*Requirements*. Report every line below that contains the string "Target", copying each one in full. Case counts.
========
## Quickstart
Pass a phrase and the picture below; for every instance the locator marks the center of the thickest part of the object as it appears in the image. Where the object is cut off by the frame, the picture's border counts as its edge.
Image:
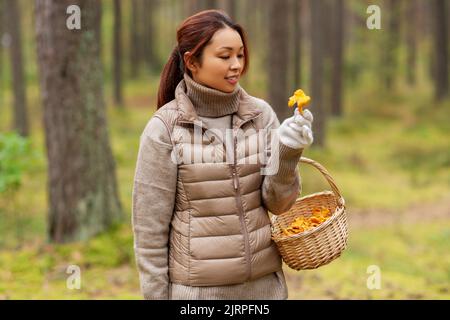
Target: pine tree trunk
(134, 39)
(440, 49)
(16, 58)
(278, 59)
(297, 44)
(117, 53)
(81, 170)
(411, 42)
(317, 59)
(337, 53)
========
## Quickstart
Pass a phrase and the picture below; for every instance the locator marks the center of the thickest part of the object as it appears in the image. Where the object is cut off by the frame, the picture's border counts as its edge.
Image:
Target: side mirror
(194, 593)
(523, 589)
========
*Output below*.
Target: pine tree trunk
Target: side mirror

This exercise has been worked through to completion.